September is Healthy Aging Month, a perfect time to learn more about longevity advocacy. Dan Perry, founder and board member of the Alliance for Aging Research, recently submitted an entry on longevity advocacy to the Encyclopedia of Gerontology and Population Aging. You can read the entry here. Below, Dan talks about the current landscape of longevity advocacy and what’s to come.
You were asked to submit an entry on “longevity advocacy” to the Encyclopedia of Gerontology and Population Aging. Why is it important to highlight the history and current landscape of longevity advocacy?
More people need to know that we now hold the power to fight diseases and frailty by slowing the processes of human aging. The human benefit of that is almost beyond imagining, but attainable if we play our cards right. The science has to be strong and backed by political resolve, supportive policies, and money. This is where advocates and advocacy come in. We need to build confidence in the wisdom of focusing on aging as the number one risk factor to all that diminishes quality of life in later years. We are not the first to imagine this. The article I’ve written tracks the history of advocacy for aging research and longevity science over 150 years to the present.

++++++

Work order 1:
Answer these questions about the interview on longevity advocacy, one answer per line:
(a) Which month is named as Healthy Aging Month?
(b) What organization did Dan Perry found?
(c) Over how many years does his article track the history of advocacy for aging research and longevity science?
Work order 2: Resume the interview on longevity advocacy, starting right after its final sentence.

Data excerpts
++++++

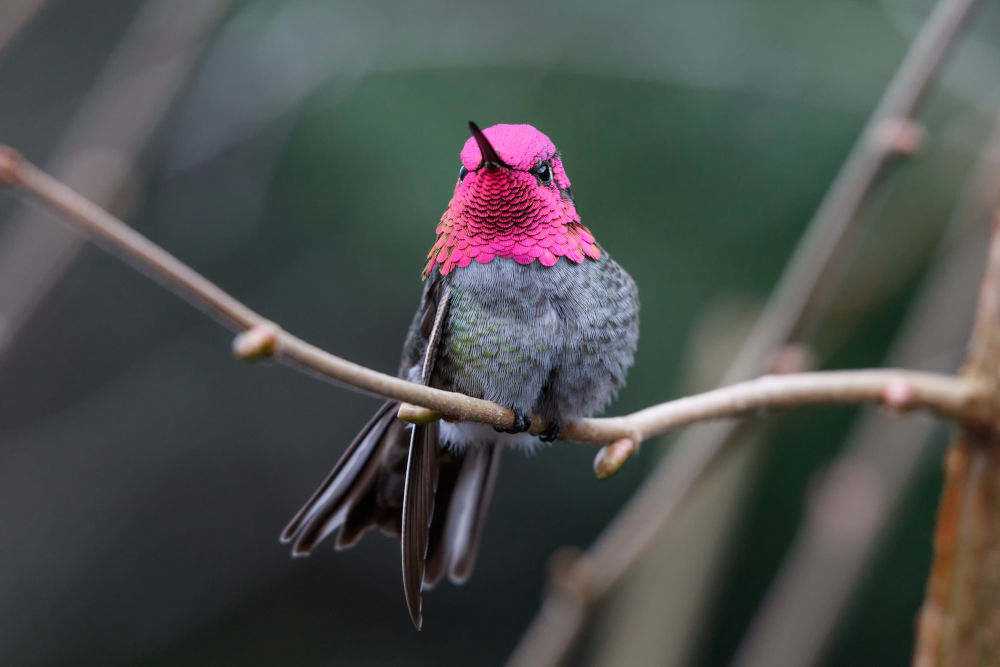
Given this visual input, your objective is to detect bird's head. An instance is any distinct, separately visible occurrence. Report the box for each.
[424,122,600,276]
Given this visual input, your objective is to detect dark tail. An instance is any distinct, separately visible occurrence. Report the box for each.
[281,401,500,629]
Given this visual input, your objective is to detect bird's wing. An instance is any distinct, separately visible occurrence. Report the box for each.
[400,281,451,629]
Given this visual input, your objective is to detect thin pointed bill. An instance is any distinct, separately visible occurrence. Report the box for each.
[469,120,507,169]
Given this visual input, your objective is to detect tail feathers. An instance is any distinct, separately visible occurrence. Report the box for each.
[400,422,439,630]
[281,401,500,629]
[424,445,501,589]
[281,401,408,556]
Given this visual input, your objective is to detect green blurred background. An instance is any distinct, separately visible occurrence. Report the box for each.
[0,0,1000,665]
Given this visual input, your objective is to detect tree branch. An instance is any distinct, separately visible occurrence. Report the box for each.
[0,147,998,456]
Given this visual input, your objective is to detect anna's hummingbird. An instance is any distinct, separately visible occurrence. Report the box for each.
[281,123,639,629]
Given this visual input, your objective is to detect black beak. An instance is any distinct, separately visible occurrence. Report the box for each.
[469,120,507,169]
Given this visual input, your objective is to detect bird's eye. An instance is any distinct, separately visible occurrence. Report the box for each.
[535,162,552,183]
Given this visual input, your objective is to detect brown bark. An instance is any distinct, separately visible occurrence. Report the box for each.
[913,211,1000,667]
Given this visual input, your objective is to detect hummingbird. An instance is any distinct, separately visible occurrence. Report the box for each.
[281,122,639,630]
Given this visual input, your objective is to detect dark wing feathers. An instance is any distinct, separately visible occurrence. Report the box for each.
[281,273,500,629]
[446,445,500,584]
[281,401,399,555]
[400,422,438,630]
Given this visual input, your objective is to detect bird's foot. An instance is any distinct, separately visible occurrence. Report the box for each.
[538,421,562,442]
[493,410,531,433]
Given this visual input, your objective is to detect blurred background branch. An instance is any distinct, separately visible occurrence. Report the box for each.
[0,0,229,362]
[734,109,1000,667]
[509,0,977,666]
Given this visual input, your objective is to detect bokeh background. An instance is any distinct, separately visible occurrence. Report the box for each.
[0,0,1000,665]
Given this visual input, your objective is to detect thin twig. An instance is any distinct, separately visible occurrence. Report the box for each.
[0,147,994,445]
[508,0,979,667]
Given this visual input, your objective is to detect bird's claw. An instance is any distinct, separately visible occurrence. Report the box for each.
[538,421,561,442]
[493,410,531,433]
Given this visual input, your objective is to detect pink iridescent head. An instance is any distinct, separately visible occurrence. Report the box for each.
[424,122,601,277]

++++++

Reply 1:
(a) September
(b) The Alliance for Aging Research
(c) 150 years

Reply 2:
What is currently happening in longevity advocacy, and what is the next big step?
The large and socially potent baby boom is facing aging and mortality in real time, so that is an incentive. Many do not fully realize that if aging science is unleashed and properly directed, they might yet escape the worst of old age diseases, their smothering costs, and caregiver burden. I am particularly encouraged that top researchers have recently formed a united front seeking to fund and coordinate this science, and to act as ambassadors to the public at large.
The core group is from the Mayo Clinic, Stanford, Harvard, the Buck Institute, and other prestigious institutions, as well as collaborators in Europe and Asia. It’s going to be hard for the media or political leaders to label these folks as quacks. Private philanthropy will be needed to get breakthroughs to the proof-of-concept stage. Then commercial interests and government investment will take over.
And, the National Institute on Aging (NIA) has led the “Geroscience Interest Group” at the National Institutes of Health (NIH) since 2013 and will be hosting its third summit, “Targeting Chronic Diseases Through Geroscience” on November 4-6, 2019 at the NIH’s Natcher Conference Center. The proceedings are likely to be available by webcast, so stay tuned at https://fnih.org/what-we-do/programs/2019-gerosciencesummit for info. The Alliance for Aging Research is supportive and will be there!
Do you think the FDA will ever be able to change their disease-focused model to something broader to include aging? Why or why not?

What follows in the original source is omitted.